* [과제 지시문]: 아래 데이터의 모든 줄을 '번호'와 '내용' 두 열로 된 마크다운 표에 넣어 주세요. 빈 줄은 빼고, '번호'에는 행 번호를, '내용'에는 그 줄을 적습니다.

* [추출 정보]:
══════

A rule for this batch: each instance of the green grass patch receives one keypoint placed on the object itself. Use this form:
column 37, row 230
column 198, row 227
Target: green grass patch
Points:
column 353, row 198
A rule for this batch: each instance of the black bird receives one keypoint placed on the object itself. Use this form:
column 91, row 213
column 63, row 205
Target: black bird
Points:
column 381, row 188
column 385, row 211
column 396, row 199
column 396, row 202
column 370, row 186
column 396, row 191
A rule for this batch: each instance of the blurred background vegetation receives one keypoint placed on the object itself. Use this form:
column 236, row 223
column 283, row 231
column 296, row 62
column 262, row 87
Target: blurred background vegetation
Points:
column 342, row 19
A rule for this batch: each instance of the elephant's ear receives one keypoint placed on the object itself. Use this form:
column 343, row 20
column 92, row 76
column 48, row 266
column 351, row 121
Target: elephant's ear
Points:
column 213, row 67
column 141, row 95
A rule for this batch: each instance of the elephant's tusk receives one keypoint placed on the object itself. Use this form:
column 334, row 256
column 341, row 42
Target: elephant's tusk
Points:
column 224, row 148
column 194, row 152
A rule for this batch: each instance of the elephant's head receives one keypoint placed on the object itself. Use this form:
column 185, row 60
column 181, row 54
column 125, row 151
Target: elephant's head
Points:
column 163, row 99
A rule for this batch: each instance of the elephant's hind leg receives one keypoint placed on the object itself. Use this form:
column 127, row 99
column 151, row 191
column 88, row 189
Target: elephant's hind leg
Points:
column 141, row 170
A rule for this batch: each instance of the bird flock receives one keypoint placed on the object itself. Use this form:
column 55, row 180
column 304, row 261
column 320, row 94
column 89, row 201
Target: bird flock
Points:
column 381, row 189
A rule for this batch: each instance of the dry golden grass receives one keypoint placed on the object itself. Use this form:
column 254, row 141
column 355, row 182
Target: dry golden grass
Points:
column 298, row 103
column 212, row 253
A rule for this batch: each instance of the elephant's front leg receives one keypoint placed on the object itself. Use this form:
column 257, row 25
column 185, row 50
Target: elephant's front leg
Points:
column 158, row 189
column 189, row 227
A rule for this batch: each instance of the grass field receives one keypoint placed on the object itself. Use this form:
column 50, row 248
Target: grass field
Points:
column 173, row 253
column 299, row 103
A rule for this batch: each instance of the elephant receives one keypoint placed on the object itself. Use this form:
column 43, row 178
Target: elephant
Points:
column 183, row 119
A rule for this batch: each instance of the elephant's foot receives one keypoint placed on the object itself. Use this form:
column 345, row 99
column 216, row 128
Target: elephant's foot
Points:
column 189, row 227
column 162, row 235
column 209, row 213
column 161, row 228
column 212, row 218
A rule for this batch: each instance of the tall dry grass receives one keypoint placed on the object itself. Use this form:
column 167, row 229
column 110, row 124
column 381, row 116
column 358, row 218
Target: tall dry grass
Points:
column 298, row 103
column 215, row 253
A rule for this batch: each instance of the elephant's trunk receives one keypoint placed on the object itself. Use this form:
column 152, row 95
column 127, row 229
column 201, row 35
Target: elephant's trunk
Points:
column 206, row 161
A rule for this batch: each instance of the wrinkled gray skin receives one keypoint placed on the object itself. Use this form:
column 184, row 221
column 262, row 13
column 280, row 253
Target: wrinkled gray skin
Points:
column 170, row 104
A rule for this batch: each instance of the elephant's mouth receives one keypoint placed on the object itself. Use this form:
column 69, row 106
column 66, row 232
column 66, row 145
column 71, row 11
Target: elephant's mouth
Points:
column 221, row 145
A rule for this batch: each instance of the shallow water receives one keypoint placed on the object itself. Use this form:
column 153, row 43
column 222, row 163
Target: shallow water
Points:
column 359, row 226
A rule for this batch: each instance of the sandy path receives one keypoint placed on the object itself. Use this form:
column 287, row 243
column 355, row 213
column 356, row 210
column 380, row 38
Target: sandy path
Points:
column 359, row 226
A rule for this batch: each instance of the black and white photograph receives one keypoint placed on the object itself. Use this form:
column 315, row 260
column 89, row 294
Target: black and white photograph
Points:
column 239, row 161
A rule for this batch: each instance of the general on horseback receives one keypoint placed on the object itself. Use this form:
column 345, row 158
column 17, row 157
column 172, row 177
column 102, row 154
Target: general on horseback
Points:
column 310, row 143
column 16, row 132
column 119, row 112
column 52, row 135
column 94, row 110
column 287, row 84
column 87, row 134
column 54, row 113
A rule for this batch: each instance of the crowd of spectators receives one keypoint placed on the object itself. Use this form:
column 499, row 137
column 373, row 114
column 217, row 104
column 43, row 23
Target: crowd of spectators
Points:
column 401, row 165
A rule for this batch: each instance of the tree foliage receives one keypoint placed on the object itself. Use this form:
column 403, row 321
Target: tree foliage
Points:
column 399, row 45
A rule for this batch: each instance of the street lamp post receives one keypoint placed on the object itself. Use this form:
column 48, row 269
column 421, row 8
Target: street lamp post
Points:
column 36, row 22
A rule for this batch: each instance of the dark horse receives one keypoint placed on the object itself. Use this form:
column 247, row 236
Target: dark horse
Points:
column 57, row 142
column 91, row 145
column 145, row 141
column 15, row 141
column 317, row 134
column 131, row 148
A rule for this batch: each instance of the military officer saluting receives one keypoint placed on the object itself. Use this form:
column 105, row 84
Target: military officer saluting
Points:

══════

* [과제 답변]:
| 번호 | 내용 |
|---|---|
| 1 | A rule for this batch: each instance of the green grass patch receives one keypoint placed on the object itself. Use this form: |
| 2 | column 37, row 230 |
| 3 | column 198, row 227 |
| 4 | Target: green grass patch |
| 5 | Points: |
| 6 | column 353, row 198 |
| 7 | A rule for this batch: each instance of the black bird receives one keypoint placed on the object itself. Use this form: |
| 8 | column 91, row 213 |
| 9 | column 63, row 205 |
| 10 | Target: black bird |
| 11 | Points: |
| 12 | column 381, row 188 |
| 13 | column 385, row 211 |
| 14 | column 396, row 199 |
| 15 | column 396, row 202 |
| 16 | column 370, row 186 |
| 17 | column 396, row 191 |
| 18 | A rule for this batch: each instance of the blurred background vegetation receives one keypoint placed on the object itself. Use this form: |
| 19 | column 236, row 223 |
| 20 | column 283, row 231 |
| 21 | column 296, row 62 |
| 22 | column 262, row 87 |
| 23 | Target: blurred background vegetation |
| 24 | Points: |
| 25 | column 342, row 19 |
| 26 | A rule for this batch: each instance of the elephant's ear receives one keypoint placed on the object itself. Use this form: |
| 27 | column 343, row 20 |
| 28 | column 92, row 76 |
| 29 | column 48, row 266 |
| 30 | column 351, row 121 |
| 31 | Target: elephant's ear |
| 32 | Points: |
| 33 | column 213, row 67 |
| 34 | column 141, row 95 |
| 35 | A rule for this batch: each instance of the elephant's tusk receives one keypoint placed on the object itself. Use this form: |
| 36 | column 334, row 256 |
| 37 | column 341, row 42 |
| 38 | Target: elephant's tusk |
| 39 | Points: |
| 40 | column 224, row 148 |
| 41 | column 194, row 152 |
| 42 | A rule for this batch: each instance of the elephant's head receives one keypoint placed on the object itself. Use this form: |
| 43 | column 185, row 60 |
| 44 | column 181, row 54 |
| 45 | column 125, row 151 |
| 46 | Target: elephant's head |
| 47 | Points: |
| 48 | column 163, row 99 |
| 49 | A rule for this batch: each instance of the elephant's hind leg receives one keypoint placed on the object itself. Use this form: |
| 50 | column 127, row 99 |
| 51 | column 151, row 191 |
| 52 | column 88, row 189 |
| 53 | Target: elephant's hind leg |
| 54 | Points: |
| 55 | column 141, row 170 |
| 56 | A rule for this batch: each instance of the bird flock receives one keypoint placed on the object itself. Use this form: |
| 57 | column 55, row 180 |
| 58 | column 304, row 261 |
| 59 | column 320, row 94 |
| 60 | column 89, row 201 |
| 61 | Target: bird flock |
| 62 | Points: |
| 63 | column 381, row 189 |
| 64 | A rule for this batch: each instance of the dry golden grass receives one keypoint placed on the object itself. Use this form: |
| 65 | column 254, row 141 |
| 66 | column 355, row 182 |
| 67 | Target: dry golden grass |
| 68 | Points: |
| 69 | column 298, row 103 |
| 70 | column 212, row 253 |
| 71 | A rule for this batch: each instance of the elephant's front leg receives one keypoint placed on the object itself. Use this form: |
| 72 | column 257, row 25 |
| 73 | column 185, row 50 |
| 74 | Target: elephant's front leg |
| 75 | Points: |
| 76 | column 158, row 189 |
| 77 | column 189, row 227 |
| 78 | A rule for this batch: each instance of the grass field receives one keypoint placed on the object itself. Use this form: |
| 79 | column 50, row 248 |
| 80 | Target: grass field |
| 81 | Points: |
| 82 | column 173, row 253 |
| 83 | column 299, row 103 |
| 84 | A rule for this batch: each instance of the elephant receives one keypoint placed on the object itself. Use this form: |
| 85 | column 43, row 178 |
| 86 | Target: elephant |
| 87 | Points: |
| 88 | column 183, row 119 |
| 89 | A rule for this batch: each instance of the elephant's foot receives one keypoint placed on the object itself. Use this form: |
| 90 | column 345, row 99 |
| 91 | column 216, row 128 |
| 92 | Target: elephant's foot |
| 93 | Points: |
| 94 | column 189, row 227 |
| 95 | column 162, row 235 |
| 96 | column 209, row 213 |
| 97 | column 161, row 228 |
| 98 | column 212, row 218 |
| 99 | A rule for this batch: each instance of the tall dry grass receives one keypoint placed on the object itself. Use this form: |
| 100 | column 167, row 229 |
| 101 | column 110, row 124 |
| 102 | column 381, row 116 |
| 103 | column 358, row 218 |
| 104 | Target: tall dry grass |
| 105 | Points: |
| 106 | column 298, row 103 |
| 107 | column 215, row 253 |
| 108 | A rule for this batch: each instance of the elephant's trunk receives one keypoint placed on the object itself. Use this form: |
| 109 | column 152, row 95 |
| 110 | column 127, row 229 |
| 111 | column 201, row 35 |
| 112 | Target: elephant's trunk |
| 113 | Points: |
| 114 | column 206, row 161 |
| 115 | A rule for this batch: each instance of the wrinkled gray skin receives one keypoint placed on the object itself. Use this form: |
| 116 | column 184, row 221 |
| 117 | column 262, row 13 |
| 118 | column 280, row 253 |
| 119 | Target: wrinkled gray skin |
| 120 | Points: |
| 121 | column 170, row 104 |
| 122 | A rule for this batch: each instance of the elephant's mouth receives one keypoint placed on the object itself. Use this form: |
| 123 | column 69, row 106 |
| 124 | column 66, row 232 |
| 125 | column 66, row 145 |
| 126 | column 71, row 11 |
| 127 | Target: elephant's mouth |
| 128 | Points: |
| 129 | column 221, row 145 |
| 130 | A rule for this batch: each instance of the shallow water receives one keypoint placed on the object itself. Use this form: |
| 131 | column 153, row 43 |
| 132 | column 222, row 163 |
| 133 | Target: shallow water |
| 134 | Points: |
| 135 | column 359, row 226 |
| 136 | A rule for this batch: each instance of the sandy path receives one keypoint placed on the object itself. Use this form: |
| 137 | column 287, row 243 |
| 138 | column 355, row 213 |
| 139 | column 356, row 210 |
| 140 | column 380, row 38 |
| 141 | Target: sandy path |
| 142 | Points: |
| 143 | column 359, row 226 |
| 144 | A rule for this batch: each instance of the black and white photograph receives one keypoint placed on the object itself. Use this form: |
| 145 | column 315, row 260 |
| 146 | column 89, row 294 |
| 147 | Target: black and white photograph |
| 148 | Points: |
| 149 | column 239, row 161 |
| 150 | A rule for this batch: each instance of the general on horseback receives one keypoint placed on the object itself. Use this form: |
| 151 | column 345, row 158 |
| 152 | column 17, row 157 |
| 153 | column 172, row 177 |
| 154 | column 102, row 154 |
| 155 | Target: general on horseback |
| 156 | Points: |
| 157 | column 310, row 143 |
| 158 | column 16, row 132 |
| 159 | column 119, row 112 |
| 160 | column 52, row 135 |
| 161 | column 94, row 110 |
| 162 | column 287, row 84 |
| 163 | column 87, row 134 |
| 164 | column 54, row 113 |
| 165 | A rule for this batch: each instance of the crowd of spectators receives one keypoint placed on the object itself. Use this form: |
| 166 | column 499, row 137 |
| 167 | column 373, row 114 |
| 168 | column 217, row 104 |
| 169 | column 43, row 23 |
| 170 | Target: crowd of spectators |
| 171 | Points: |
| 172 | column 401, row 165 |
| 173 | A rule for this batch: each instance of the tree foliage receives one keypoint placed on the object itself. Use this form: |
| 174 | column 403, row 321 |
| 175 | Target: tree foliage |
| 176 | Points: |
| 177 | column 399, row 45 |
| 178 | A rule for this batch: each instance of the street lamp post receives one keypoint placed on the object itself. Use this form: |
| 179 | column 48, row 269 |
| 180 | column 421, row 8 |
| 181 | Target: street lamp post |
| 182 | Points: |
| 183 | column 36, row 22 |
| 184 | A rule for this batch: each instance of the dark horse receives one keypoint placed on the object itself. Use this form: |
| 185 | column 247, row 236 |
| 186 | Target: dark horse |
| 187 | Points: |
| 188 | column 57, row 142 |
| 189 | column 91, row 145 |
| 190 | column 145, row 141 |
| 191 | column 15, row 141 |
| 192 | column 317, row 134 |
| 193 | column 131, row 148 |
| 194 | A rule for this batch: each instance of the military officer saluting receives one keypoint placed on the object itself. Use this form: |
| 195 | column 105, row 84 |
| 196 | Target: military officer saluting |
| 197 | Points: |